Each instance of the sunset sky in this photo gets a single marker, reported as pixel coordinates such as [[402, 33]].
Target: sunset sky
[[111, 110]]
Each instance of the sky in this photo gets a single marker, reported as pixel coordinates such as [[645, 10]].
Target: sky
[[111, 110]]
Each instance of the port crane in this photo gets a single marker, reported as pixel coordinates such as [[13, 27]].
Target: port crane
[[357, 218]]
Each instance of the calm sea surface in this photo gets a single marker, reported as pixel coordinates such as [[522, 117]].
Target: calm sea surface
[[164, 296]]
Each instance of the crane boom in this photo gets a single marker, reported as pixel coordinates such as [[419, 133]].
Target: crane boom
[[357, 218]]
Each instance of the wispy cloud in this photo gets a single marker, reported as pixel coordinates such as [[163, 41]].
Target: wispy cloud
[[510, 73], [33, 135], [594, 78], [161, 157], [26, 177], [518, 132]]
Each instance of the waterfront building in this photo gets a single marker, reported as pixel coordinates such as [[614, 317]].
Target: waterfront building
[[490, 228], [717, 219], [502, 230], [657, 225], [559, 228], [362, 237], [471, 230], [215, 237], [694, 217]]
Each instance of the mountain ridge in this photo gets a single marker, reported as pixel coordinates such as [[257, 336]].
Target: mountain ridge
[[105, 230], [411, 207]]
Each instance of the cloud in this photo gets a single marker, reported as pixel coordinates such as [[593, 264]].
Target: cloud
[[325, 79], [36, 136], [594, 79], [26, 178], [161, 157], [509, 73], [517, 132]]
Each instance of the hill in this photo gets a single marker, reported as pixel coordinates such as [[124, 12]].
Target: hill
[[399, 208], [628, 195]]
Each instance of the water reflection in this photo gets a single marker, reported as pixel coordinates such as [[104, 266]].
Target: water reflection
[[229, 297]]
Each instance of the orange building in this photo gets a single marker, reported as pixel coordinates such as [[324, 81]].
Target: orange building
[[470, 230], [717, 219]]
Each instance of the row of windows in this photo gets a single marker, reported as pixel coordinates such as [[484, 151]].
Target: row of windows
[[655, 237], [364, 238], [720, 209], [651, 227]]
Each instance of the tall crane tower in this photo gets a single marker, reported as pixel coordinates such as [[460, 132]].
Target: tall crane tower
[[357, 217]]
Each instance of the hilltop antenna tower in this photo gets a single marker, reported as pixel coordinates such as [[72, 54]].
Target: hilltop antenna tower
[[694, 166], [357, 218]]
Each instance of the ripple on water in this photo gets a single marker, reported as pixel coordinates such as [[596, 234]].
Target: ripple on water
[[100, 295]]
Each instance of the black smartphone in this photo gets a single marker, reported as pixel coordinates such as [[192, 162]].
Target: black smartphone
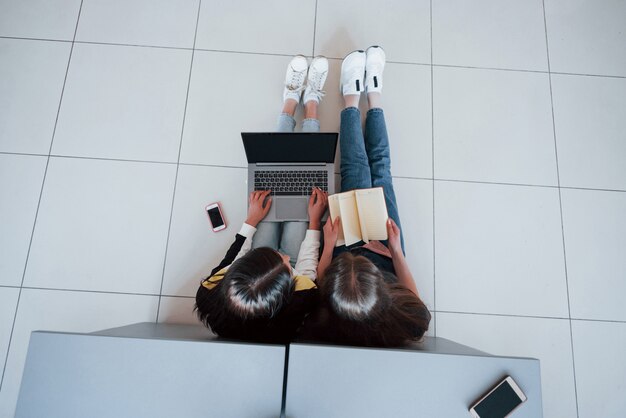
[[500, 401]]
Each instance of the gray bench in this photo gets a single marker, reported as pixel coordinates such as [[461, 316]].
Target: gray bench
[[160, 370]]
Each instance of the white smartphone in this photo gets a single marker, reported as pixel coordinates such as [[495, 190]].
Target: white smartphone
[[216, 217], [500, 401]]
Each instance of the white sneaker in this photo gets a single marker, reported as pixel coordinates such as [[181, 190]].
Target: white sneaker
[[374, 66], [318, 71], [352, 73], [294, 79]]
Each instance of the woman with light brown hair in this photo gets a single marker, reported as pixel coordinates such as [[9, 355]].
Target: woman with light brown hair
[[368, 295]]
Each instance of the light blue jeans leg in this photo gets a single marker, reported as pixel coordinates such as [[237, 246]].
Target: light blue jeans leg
[[377, 146], [355, 168], [310, 125]]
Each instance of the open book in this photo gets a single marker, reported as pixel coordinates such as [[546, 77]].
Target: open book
[[363, 215]]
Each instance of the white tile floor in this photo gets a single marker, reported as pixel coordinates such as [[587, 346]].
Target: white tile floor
[[120, 120]]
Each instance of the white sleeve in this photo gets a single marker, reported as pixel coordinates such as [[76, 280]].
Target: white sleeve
[[248, 232], [308, 257]]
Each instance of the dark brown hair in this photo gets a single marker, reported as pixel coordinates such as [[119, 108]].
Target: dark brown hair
[[362, 305], [246, 301]]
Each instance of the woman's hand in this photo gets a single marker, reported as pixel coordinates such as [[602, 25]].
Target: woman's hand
[[258, 207], [317, 206], [393, 238], [331, 232]]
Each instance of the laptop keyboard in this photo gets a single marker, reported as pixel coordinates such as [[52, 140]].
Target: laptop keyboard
[[290, 183]]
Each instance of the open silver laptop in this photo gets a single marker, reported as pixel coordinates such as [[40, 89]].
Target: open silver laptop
[[290, 164]]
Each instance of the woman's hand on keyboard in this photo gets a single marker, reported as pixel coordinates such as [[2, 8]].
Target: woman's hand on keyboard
[[318, 202], [259, 207]]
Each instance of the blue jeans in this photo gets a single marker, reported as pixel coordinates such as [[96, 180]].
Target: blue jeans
[[285, 237], [365, 160]]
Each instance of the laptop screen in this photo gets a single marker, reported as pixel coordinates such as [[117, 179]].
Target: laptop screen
[[290, 147]]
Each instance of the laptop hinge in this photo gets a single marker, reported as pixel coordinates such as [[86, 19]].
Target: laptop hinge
[[291, 164]]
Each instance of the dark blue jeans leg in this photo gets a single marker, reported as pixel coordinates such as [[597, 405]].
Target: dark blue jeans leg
[[377, 148], [355, 169]]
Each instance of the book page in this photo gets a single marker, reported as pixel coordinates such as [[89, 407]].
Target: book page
[[349, 217], [372, 213], [333, 208]]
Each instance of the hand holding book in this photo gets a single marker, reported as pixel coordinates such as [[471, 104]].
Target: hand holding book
[[363, 215]]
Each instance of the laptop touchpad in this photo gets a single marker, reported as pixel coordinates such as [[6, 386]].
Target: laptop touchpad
[[291, 208]]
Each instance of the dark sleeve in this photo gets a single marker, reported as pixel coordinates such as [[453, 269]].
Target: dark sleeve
[[230, 254]]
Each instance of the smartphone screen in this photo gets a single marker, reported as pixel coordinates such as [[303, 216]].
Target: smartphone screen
[[499, 403], [216, 217]]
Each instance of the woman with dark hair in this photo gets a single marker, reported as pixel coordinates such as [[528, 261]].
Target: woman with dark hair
[[368, 295], [256, 294], [265, 285]]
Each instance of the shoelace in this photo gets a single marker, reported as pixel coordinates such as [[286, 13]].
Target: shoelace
[[297, 78], [315, 82]]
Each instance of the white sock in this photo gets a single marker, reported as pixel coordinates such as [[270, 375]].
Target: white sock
[[351, 100], [375, 100]]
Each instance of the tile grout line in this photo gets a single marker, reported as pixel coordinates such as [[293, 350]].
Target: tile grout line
[[180, 146], [432, 151], [43, 183], [558, 179], [314, 29], [228, 51], [594, 189], [505, 315]]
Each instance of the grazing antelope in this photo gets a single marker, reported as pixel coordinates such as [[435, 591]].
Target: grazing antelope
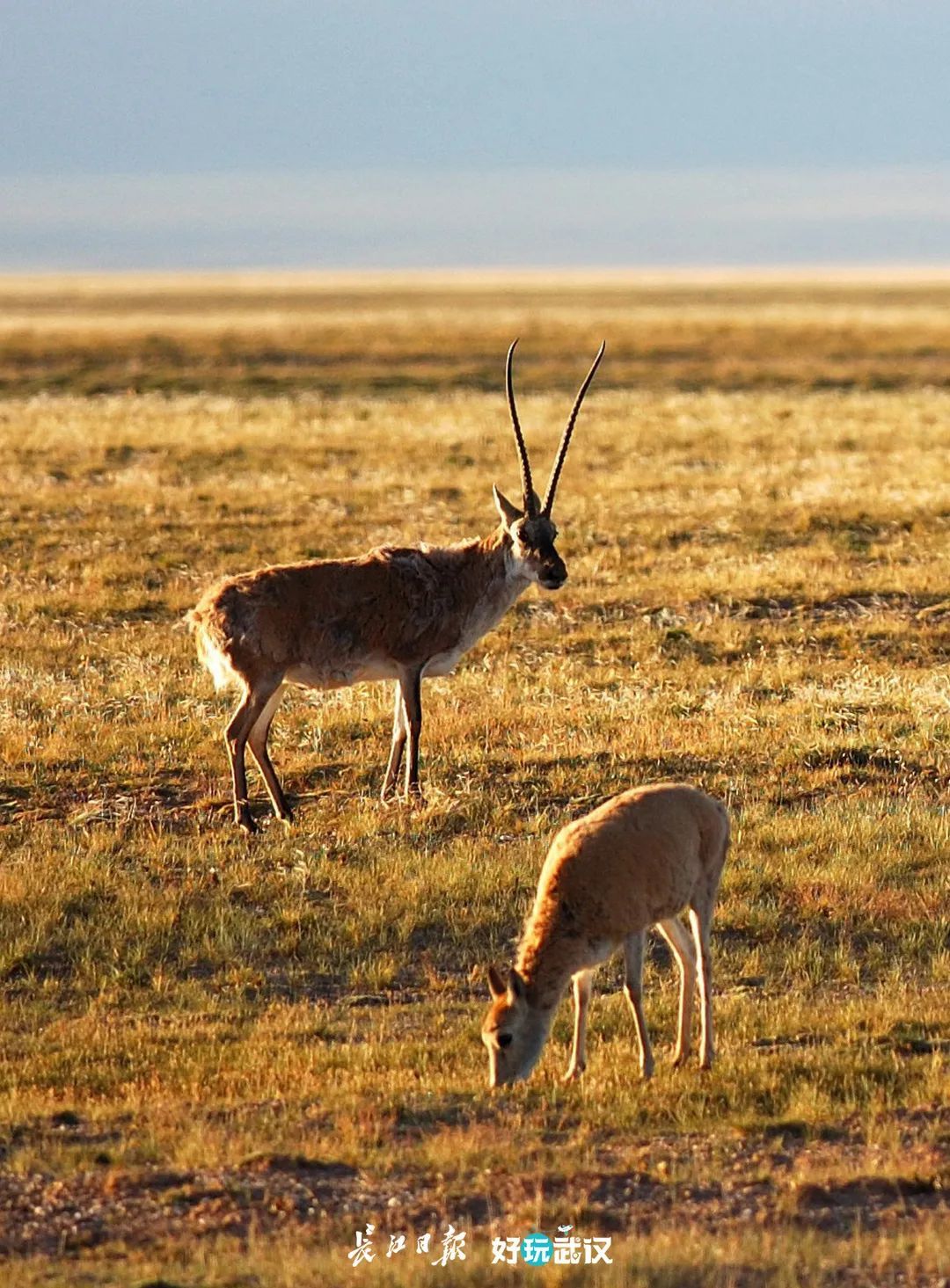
[[636, 862], [391, 615]]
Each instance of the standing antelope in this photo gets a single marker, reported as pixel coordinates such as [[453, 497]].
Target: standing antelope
[[395, 614], [637, 861]]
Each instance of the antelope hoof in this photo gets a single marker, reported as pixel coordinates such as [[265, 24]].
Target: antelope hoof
[[245, 820]]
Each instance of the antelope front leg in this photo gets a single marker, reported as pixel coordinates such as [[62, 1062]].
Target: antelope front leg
[[633, 991], [700, 928], [581, 1001], [252, 706], [392, 769], [684, 952], [412, 688]]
..........
In your copy, leave out the pictures and reproduce the material above exactly.

Answer
Each instance of the sunset sky in this photo gets a single marker, reported as pixel coordinates such as [[402, 33]].
Target: sunset sky
[[111, 110]]
Each instance of the sky in this photo gets a single marker, reported as pixel coordinates such as [[645, 10]].
Target: sky
[[111, 110]]
Each instance of the port crane in this photo gets a single marker, reported as pixel coordinates such as [[13, 27]].
Target: port crane
[[357, 218]]
Each instance of the calm sea surface in this photo gets a single marker, reported as pixel coordinates such as [[522, 117]].
Target: calm sea surface
[[164, 296]]
Each instance of the crane boom in this photo gets a single marker, reported as pixel coordinates such as [[419, 133]].
Target: crane boom
[[357, 218]]
Each instance of the wispy cloud in this photo gets a single marker, reported as pixel coordinates such as [[163, 41]].
Target: wispy cloud
[[510, 73], [33, 135], [594, 78], [161, 157], [26, 177], [518, 132]]
Each instance of the waterfront building in this photo gets a single marker, reported as pixel coordinates such as [[614, 317]].
Target: waterfront building
[[490, 228], [717, 219], [502, 230], [657, 225], [559, 228], [362, 237], [471, 230], [215, 237], [694, 217]]
Each instance of the mountain ridge in this photo gets a single marker, reported as pixel coordinates such as [[257, 336]].
Target: mountain ridge
[[105, 230], [411, 207]]
Each instance of the cloud in this photo gets a single marker, reported as pixel coordinates such as [[593, 264]].
Target: cloud
[[325, 79], [36, 136], [594, 79], [26, 178], [161, 157], [509, 73], [517, 132]]
Each instance of the hill in this photo gets a single marker, reported as pixel coordinates such as [[124, 12]].
Target: hill
[[399, 208], [628, 195]]
Each instance of the water reflection in this photo gets a single marker, reported as pixel coordinates such as [[104, 266]].
Target: water reflection
[[229, 297]]
Each instance of the orange building in this photo gets a single marker, reported as pixel coordinates such as [[324, 81]].
Target: orange building
[[470, 230], [717, 219]]
Each instance of the row of windows in this photo gets a single marker, reported as pixel coordinates such as [[484, 151]].
Target: row of windows
[[655, 237], [364, 238], [720, 209], [651, 227]]
Each instance of the tall crane tower in this photo gets a single marker, reported as pixel coordinates such as [[460, 132]].
Target: tall crane tower
[[357, 217]]
Each instance of the hilltop antenna tower in this photo gets a single marker, reported as pixel coordinates such as [[72, 54]].
Target: hilltop antenna tower
[[694, 166], [357, 218]]
Each instance of the ripple on water in this photo gets a single marker, reported as pixel coordinates such as [[596, 234]].
Target: ripple on water
[[100, 295]]
Each instance of the black smartphone in this photo gets a single marker, reported as pixel coordinates such as [[192, 162]].
Target: black smartphone
[[500, 401]]
Each instance of the gray bench in this photo gets a single marker, reported as pixel coordinates such as [[461, 316]].
Target: gray bench
[[160, 370]]
Each instance of the white smartphone in this photo gets a single marker, reported as pixel coordinates such as [[495, 190]].
Target: white smartphone
[[216, 217], [500, 401]]
Each instance of the white sneaker in this photo gets a single marker, reported as pixel coordinates such as [[181, 190]].
Target: white sneaker
[[374, 66], [318, 71], [352, 73], [294, 79]]
Each instance of the woman with light brown hair in this photo gets a single marker, reported as pixel coordinates such as [[9, 355]].
Target: woman with light brown hair
[[368, 295]]
Each instance of the light blue jeans leg in this photo gets a single marker, reported as pixel coordinates such as [[237, 246]].
Target: light blue jeans leg
[[377, 146], [355, 168], [310, 125]]
Each instance of the open book in this photo gets a single marker, reported as pixel coordinates such as [[546, 77]].
Target: open book
[[363, 215]]
Each instance of the white tile floor in this photo gets a single marker, reported as pixel coordinates such as [[587, 346]].
Target: white tile floor
[[120, 120]]
Each instance of the white sleeve in this photo gets a single marker, reported as pixel coordinates such as [[76, 280]].
Target: white sleeve
[[248, 232], [308, 257]]
Each instance of the dark brown hair in this photo gets a single marker, reported as pixel coordinates such as [[119, 108]].
Target: dark brown hair
[[362, 305], [246, 301]]
Each instance of the woman's hand in this photo gets a single marker, reported as pixel coordinates such as [[602, 25]].
Target: woman's hand
[[258, 207], [317, 206], [393, 238], [331, 232]]
Each instance of the laptop keyboard in this photo gets a single marker, reported as pixel coordinates such as [[52, 140]].
Target: laptop keyboard
[[290, 183]]
Each instance of the open silver laptop in this photo gets a single marker, reported as pixel coordinates such as [[40, 89]].
Target: open silver laptop
[[290, 164]]
Each instance of the woman's hand on keyboard in this photo gets a single marker, reported as pixel coordinates such as [[2, 8]].
Target: woman's hand on keyboard
[[318, 202], [259, 207]]
Each instance of the blue jeans in this photo gets a single marker, reported as pixel coordinates such as [[96, 180]].
Target: blue jeans
[[285, 237], [365, 160]]
Each instance of the laptop screen in this photo gets a single marker, reported as pixel coordinates such as [[117, 179]].
Target: laptop screen
[[290, 147]]
Each instance of the laptop hinge in this photo gets a single marker, reported as pixel coordinates such as [[86, 19]].
Target: laptop hinge
[[291, 164]]
Each instance of the dark blue jeans leg in this photo gets a single marker, reported as pixel coordinates such as [[597, 405]].
Target: dark blue jeans leg
[[377, 148], [355, 169]]
Each instance of the book page in this photo gets a single marker, reported as pixel coordinates such as [[89, 407]].
Target: book page
[[349, 217], [372, 213], [333, 208]]
Each instance of the hand holding book in this photo gets a single marker, reported as pixel coordinates such as [[471, 104]].
Target: hand holding book
[[363, 215]]
Each instance of the laptop touchpad in this photo gets a single marker, reported as pixel coordinates such as [[6, 386]].
Target: laptop touchpad
[[291, 208]]
Each instance of the dark sleeve in this photo gets a single marker, reported as pixel coordinates such as [[453, 269]].
Target: dark sleeve
[[230, 254]]
Each instance of the smartphone screen in this photo gets a single marker, reported as pixel coordinates such as [[303, 216]].
Target: smartphone screen
[[499, 403], [216, 217]]
Each instance of the woman with dark hair in this photo gets a single marker, reported as pixel coordinates such as [[528, 261]].
Target: woman with dark hair
[[368, 295], [256, 294], [265, 285]]
Each instance of the shoelace in this photo gets a single marker, reported as pixel coordinates such as [[286, 13]].
Target: shoelace
[[297, 78], [315, 82]]
Each instance of the white sock in this photo gets a single marker, reported as pixel coordinates such as [[270, 375]].
Target: white sock
[[351, 100], [375, 100]]
Each instance of the tile grout line in this photo gets a single marker, reported as pixel coordinates such as [[293, 350]].
Target: tile grout line
[[180, 146], [432, 151], [43, 183], [558, 179], [314, 29], [228, 51], [594, 189], [505, 315]]
Each instance of the grazing antelope in this photo gets a single marker, reported as pixel coordinates such as [[435, 591]].
Target: grazing antelope
[[636, 862], [391, 615]]
Each instance of the standing antelope in this photo gets a single marker, reported as pixel coordinates such as [[453, 497]].
Target: standing antelope
[[395, 614], [637, 861]]
Each instance of the antelope hoof in this photo gets a single marker, reported as pixel coordinates such as [[265, 24]].
Target: antelope hoof
[[245, 820]]
Each instance of the antelope front leg in this photo gets a single marker, reported as pixel coordinates such as [[62, 1062]].
Target: antelope front leg
[[633, 991], [700, 928], [581, 1001], [252, 706], [392, 769], [684, 952], [412, 688]]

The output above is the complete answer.